▶ **REQUIREMENTS**: Copy each of the items below verbatim, keeping every line and character unchanged, but leave the pictures out of your answer.

··· EXTRACTED ENTRIES ···

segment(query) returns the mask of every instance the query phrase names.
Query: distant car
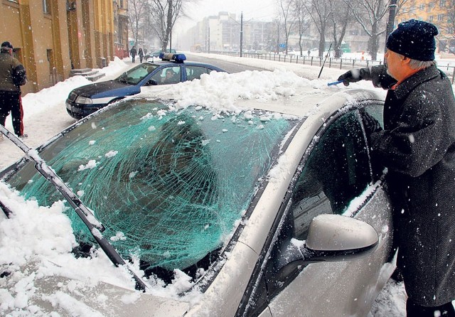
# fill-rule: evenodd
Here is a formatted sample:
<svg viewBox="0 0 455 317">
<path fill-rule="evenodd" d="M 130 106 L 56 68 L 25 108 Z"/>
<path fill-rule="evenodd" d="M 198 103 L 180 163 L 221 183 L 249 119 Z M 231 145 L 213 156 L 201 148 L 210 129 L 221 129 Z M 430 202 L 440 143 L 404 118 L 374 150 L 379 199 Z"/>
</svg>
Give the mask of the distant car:
<svg viewBox="0 0 455 317">
<path fill-rule="evenodd" d="M 145 62 L 113 80 L 95 82 L 70 92 L 66 100 L 68 113 L 76 119 L 86 117 L 126 96 L 139 94 L 141 87 L 176 84 L 200 78 L 211 71 L 225 72 L 210 64 L 184 62 L 183 54 L 162 54 L 160 61 Z M 166 73 L 172 72 L 171 77 Z"/>
<path fill-rule="evenodd" d="M 147 58 L 150 58 L 152 57 L 158 58 L 161 54 L 166 54 L 166 53 L 176 54 L 177 52 L 173 48 L 167 50 L 166 51 L 163 51 L 163 50 L 154 50 L 153 52 L 146 55 L 145 56 L 144 56 L 144 58 L 146 60 Z"/>
<path fill-rule="evenodd" d="M 177 282 L 180 296 L 170 297 L 164 287 L 135 293 L 108 283 L 63 297 L 62 285 L 77 285 L 71 276 L 36 274 L 28 304 L 69 315 L 52 301 L 58 293 L 100 316 L 367 316 L 395 269 L 387 184 L 360 115 L 382 121 L 383 98 L 306 92 L 245 100 L 245 110 L 218 116 L 132 98 L 38 148 L 149 281 L 168 285 L 183 272 L 193 284 Z M 26 159 L 3 181 L 40 205 L 63 199 Z M 92 245 L 68 215 L 80 245 Z M 4 284 L 14 287 L 13 276 Z"/>
</svg>

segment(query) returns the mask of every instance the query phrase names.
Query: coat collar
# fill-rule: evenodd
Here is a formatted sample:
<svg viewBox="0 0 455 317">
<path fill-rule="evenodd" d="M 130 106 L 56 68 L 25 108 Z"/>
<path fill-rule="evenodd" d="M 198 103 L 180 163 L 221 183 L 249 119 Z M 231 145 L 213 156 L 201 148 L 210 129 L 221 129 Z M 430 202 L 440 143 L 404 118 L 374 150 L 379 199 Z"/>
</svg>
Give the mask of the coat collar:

···

▶ **COMPLETED TASK**:
segment(query) returns the mask of every instance the query phrase names.
Query: distant car
# fill-rule: evenodd
Here is a formatted sample:
<svg viewBox="0 0 455 317">
<path fill-rule="evenodd" d="M 130 106 L 56 68 L 25 108 Z"/>
<path fill-rule="evenodd" d="M 198 103 L 180 163 L 221 183 L 249 119 Z M 231 145 L 213 156 L 201 148 L 210 129 L 221 129 Z M 430 202 L 440 143 L 404 118 L 374 150 L 379 199 Z"/>
</svg>
Give the mask of the distant car:
<svg viewBox="0 0 455 317">
<path fill-rule="evenodd" d="M 145 62 L 113 80 L 95 82 L 70 92 L 66 100 L 68 113 L 76 119 L 86 117 L 126 96 L 139 94 L 141 87 L 176 84 L 200 78 L 211 71 L 225 72 L 210 64 L 184 62 L 183 54 L 162 54 L 160 61 Z M 166 73 L 172 72 L 171 77 Z"/>
<path fill-rule="evenodd" d="M 147 58 L 150 58 L 152 57 L 158 58 L 161 54 L 166 54 L 166 53 L 176 54 L 177 52 L 173 48 L 167 50 L 166 51 L 163 51 L 163 50 L 154 50 L 153 52 L 146 55 L 145 56 L 144 56 L 144 58 L 146 60 Z"/>
<path fill-rule="evenodd" d="M 177 282 L 180 296 L 170 297 L 164 287 L 135 293 L 108 283 L 63 297 L 62 285 L 77 285 L 71 276 L 36 274 L 28 304 L 69 315 L 52 301 L 58 293 L 100 316 L 367 316 L 395 269 L 387 184 L 360 115 L 382 121 L 383 98 L 306 92 L 245 100 L 245 110 L 218 116 L 132 98 L 38 148 L 149 281 L 168 285 L 183 272 L 193 284 Z M 26 159 L 3 181 L 40 205 L 63 199 Z M 92 245 L 68 215 L 80 245 Z M 4 284 L 14 287 L 13 276 Z"/>
</svg>

segment(query) returns the mask of every instance the query phrase names.
Query: coat collar
# fill-rule: evenodd
Here is a formatted sample:
<svg viewBox="0 0 455 317">
<path fill-rule="evenodd" d="M 130 106 L 56 68 L 25 108 Z"/>
<path fill-rule="evenodd" d="M 198 103 L 180 163 L 221 183 L 249 119 Z M 231 145 L 213 156 L 201 148 L 210 129 L 221 129 Z M 430 202 L 440 143 L 404 118 L 374 150 L 379 199 Z"/>
</svg>
Give the mask of the coat collar:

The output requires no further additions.